> [What the task asks]: Please reply with one number only: how many lines in the entries below contain the string "bare".

Natural language region descriptions:
= Beginning of Section =
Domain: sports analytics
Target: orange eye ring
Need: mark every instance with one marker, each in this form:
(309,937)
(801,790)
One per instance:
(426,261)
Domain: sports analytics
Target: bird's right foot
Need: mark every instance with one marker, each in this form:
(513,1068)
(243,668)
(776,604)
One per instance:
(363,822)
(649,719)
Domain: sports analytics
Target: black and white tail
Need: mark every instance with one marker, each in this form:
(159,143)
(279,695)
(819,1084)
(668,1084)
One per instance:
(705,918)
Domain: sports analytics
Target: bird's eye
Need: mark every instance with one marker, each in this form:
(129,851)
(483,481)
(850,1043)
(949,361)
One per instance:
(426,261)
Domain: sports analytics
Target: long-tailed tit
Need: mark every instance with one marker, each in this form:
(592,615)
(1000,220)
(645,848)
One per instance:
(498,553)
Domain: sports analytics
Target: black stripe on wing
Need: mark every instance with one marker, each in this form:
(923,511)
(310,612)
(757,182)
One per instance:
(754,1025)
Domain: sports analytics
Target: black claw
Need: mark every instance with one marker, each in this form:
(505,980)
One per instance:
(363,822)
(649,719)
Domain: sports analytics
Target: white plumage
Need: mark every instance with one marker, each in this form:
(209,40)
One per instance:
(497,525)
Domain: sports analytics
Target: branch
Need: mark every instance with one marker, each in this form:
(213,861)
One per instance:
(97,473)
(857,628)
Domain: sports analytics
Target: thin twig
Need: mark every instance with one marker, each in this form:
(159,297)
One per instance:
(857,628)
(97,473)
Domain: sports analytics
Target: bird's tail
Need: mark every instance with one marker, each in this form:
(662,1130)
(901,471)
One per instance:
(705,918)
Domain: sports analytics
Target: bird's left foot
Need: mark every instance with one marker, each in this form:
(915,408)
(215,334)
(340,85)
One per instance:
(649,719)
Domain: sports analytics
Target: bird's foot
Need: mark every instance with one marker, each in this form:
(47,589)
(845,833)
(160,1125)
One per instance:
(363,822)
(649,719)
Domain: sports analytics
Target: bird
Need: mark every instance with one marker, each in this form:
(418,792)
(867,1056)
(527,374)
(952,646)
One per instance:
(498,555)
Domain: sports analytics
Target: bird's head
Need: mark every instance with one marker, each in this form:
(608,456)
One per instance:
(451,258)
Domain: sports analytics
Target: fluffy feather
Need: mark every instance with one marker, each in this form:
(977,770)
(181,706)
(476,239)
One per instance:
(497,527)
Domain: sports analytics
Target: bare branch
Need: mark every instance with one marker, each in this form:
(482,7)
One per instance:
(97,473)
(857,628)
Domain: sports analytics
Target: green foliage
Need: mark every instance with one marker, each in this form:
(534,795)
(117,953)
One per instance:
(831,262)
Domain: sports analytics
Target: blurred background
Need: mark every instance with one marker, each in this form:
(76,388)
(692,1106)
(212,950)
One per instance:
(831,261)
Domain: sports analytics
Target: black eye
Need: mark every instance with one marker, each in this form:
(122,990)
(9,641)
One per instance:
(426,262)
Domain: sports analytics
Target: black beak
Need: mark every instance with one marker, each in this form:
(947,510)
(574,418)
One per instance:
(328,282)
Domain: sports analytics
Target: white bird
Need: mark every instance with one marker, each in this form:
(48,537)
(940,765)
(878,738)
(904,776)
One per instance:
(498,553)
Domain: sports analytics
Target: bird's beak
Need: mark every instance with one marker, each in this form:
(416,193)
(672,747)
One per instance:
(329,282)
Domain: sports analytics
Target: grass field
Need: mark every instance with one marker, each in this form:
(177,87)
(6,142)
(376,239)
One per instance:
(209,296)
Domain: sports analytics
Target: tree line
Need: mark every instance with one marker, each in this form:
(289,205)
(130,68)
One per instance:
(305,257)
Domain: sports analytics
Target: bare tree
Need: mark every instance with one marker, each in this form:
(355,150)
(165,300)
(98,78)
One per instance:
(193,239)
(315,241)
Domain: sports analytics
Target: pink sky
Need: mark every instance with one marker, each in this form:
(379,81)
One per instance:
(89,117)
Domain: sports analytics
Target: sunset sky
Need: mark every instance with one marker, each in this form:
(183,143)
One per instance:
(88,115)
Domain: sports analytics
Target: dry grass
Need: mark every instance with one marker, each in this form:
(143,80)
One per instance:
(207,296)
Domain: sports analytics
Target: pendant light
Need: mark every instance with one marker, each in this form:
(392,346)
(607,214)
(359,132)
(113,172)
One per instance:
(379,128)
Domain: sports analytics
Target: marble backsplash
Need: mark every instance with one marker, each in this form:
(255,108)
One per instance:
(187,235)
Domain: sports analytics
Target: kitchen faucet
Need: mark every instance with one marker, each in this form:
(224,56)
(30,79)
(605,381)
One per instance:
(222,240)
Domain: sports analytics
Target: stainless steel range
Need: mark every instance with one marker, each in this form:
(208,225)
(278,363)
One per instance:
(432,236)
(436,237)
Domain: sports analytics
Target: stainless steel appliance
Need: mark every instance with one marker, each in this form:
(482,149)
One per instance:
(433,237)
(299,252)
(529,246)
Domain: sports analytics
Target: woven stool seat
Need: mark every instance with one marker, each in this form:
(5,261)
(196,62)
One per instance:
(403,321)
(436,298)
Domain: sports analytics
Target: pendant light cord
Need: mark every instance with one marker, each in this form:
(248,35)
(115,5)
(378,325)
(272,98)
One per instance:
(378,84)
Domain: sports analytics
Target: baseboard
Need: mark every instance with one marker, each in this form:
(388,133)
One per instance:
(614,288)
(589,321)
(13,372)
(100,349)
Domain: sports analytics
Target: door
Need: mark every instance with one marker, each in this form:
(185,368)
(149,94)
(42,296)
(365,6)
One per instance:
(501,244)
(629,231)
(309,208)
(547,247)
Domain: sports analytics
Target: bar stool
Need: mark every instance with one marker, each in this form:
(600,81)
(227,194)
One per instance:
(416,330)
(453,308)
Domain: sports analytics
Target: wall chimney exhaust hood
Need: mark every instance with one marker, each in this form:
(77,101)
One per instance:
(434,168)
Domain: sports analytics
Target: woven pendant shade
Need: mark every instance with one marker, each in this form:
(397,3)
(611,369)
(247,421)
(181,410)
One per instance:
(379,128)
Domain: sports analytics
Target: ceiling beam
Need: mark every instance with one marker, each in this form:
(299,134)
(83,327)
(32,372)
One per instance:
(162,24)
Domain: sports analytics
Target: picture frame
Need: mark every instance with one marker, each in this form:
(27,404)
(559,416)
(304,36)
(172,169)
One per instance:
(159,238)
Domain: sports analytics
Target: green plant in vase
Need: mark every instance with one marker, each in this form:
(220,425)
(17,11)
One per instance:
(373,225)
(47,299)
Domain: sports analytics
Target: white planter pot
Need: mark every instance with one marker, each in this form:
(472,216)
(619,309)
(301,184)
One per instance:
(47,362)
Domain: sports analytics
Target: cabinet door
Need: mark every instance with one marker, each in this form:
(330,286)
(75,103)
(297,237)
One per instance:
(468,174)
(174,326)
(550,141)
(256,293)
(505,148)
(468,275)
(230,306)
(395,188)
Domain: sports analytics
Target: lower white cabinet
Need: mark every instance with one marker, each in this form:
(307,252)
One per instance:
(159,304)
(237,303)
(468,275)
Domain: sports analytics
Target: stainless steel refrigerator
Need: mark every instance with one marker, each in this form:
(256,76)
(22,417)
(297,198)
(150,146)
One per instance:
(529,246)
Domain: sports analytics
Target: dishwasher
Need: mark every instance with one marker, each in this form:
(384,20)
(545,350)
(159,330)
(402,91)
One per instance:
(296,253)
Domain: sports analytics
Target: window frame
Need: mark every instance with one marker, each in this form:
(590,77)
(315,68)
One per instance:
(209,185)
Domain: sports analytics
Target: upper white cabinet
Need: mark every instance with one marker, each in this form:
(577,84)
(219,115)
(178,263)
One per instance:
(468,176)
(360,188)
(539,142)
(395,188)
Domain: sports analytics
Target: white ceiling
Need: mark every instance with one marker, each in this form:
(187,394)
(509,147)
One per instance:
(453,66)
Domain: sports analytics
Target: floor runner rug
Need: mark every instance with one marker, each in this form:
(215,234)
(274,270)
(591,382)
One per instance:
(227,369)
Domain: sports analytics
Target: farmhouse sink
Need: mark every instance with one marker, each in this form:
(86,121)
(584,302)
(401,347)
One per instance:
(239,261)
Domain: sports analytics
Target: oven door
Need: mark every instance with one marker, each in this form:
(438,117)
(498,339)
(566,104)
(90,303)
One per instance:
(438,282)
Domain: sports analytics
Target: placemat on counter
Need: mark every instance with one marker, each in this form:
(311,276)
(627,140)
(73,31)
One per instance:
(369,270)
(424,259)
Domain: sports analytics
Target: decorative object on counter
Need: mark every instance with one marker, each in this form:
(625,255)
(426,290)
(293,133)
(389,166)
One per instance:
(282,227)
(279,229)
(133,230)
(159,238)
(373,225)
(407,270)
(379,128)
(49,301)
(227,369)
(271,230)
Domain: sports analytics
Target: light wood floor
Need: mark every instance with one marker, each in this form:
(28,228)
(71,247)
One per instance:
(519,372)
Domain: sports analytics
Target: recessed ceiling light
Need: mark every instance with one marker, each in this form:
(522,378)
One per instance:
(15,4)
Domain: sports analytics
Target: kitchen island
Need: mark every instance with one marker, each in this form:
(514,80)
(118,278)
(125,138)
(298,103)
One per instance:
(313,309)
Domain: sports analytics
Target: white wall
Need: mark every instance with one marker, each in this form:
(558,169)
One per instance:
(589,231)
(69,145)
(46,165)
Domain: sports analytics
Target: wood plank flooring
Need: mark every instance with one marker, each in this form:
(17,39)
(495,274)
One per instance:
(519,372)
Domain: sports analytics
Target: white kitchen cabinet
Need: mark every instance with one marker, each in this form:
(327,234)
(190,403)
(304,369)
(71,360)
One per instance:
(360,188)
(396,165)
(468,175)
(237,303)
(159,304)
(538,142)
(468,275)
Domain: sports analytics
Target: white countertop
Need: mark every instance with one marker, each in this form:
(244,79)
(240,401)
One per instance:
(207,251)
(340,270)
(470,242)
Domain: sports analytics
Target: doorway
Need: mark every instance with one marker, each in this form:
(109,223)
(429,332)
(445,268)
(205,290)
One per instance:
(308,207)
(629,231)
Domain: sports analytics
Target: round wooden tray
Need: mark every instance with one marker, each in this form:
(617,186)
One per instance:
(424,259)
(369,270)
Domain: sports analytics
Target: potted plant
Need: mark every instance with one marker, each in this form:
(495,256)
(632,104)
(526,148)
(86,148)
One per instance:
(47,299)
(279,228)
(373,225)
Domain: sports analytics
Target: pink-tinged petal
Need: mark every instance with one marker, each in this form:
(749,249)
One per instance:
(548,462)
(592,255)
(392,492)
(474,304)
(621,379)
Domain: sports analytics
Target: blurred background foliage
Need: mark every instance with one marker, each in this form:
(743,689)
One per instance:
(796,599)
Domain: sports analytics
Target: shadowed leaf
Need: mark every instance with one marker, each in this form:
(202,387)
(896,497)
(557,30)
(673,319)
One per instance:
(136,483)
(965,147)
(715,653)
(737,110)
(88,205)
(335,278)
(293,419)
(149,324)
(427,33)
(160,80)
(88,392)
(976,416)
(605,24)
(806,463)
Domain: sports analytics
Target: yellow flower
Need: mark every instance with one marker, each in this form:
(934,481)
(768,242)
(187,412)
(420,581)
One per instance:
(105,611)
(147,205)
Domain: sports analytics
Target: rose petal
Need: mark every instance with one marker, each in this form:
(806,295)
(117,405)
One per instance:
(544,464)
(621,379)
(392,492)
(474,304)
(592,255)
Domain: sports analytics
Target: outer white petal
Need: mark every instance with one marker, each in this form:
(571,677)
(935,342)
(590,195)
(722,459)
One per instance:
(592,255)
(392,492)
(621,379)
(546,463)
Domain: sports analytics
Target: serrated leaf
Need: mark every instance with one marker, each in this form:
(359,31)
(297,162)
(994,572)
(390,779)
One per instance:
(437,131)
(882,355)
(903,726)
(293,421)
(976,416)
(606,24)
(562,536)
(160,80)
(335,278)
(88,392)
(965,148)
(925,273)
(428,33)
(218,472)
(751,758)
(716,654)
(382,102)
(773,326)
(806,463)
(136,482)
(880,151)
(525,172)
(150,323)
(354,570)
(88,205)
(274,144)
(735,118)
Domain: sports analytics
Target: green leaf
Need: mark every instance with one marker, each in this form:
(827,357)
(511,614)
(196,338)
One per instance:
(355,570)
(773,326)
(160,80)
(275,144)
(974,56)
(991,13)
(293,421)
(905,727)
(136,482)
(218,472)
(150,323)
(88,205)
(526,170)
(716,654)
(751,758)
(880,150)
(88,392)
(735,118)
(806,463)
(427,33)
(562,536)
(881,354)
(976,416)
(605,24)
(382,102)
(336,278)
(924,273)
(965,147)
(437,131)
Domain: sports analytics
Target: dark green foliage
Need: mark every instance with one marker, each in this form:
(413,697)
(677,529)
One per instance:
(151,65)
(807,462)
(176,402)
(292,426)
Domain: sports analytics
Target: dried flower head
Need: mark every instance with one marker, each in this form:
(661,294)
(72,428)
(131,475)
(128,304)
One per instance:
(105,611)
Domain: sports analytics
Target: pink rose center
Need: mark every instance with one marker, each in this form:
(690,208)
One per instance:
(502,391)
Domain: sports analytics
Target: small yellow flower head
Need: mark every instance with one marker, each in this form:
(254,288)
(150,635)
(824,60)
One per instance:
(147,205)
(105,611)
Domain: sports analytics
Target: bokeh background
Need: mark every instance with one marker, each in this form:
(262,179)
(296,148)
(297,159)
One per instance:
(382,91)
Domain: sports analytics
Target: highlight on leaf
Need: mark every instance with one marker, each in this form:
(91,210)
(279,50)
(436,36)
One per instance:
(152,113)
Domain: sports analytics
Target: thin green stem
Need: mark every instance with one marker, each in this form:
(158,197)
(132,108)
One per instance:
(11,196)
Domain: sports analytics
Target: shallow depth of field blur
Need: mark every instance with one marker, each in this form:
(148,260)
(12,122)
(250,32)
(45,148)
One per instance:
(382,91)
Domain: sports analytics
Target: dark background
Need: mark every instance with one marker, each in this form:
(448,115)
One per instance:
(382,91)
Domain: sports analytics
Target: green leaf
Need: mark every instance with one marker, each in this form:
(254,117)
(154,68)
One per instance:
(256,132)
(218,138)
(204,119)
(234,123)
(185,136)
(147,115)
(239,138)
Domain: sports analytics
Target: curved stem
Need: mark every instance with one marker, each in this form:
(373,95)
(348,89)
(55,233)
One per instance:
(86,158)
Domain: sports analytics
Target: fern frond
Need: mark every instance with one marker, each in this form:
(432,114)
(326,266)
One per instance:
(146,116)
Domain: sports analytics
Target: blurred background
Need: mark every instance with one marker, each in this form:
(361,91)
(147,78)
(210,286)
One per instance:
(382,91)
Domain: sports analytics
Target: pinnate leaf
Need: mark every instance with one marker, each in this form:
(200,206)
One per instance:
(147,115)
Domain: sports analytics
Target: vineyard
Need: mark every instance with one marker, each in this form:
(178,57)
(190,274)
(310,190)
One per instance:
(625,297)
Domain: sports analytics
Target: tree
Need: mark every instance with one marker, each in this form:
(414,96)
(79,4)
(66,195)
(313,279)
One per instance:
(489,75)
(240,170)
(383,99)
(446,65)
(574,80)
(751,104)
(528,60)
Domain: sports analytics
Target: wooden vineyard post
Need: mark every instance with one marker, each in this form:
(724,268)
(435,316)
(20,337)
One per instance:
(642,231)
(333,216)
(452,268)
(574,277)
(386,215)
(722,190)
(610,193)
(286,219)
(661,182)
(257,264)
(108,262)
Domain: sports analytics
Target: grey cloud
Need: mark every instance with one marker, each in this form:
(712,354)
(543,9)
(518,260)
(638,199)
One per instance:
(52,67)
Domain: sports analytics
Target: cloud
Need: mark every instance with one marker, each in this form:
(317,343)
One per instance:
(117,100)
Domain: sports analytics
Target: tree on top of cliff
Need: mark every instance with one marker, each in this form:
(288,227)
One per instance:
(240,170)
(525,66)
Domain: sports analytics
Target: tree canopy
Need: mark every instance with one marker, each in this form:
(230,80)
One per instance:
= End of Section =
> [Response to the exercise]: 2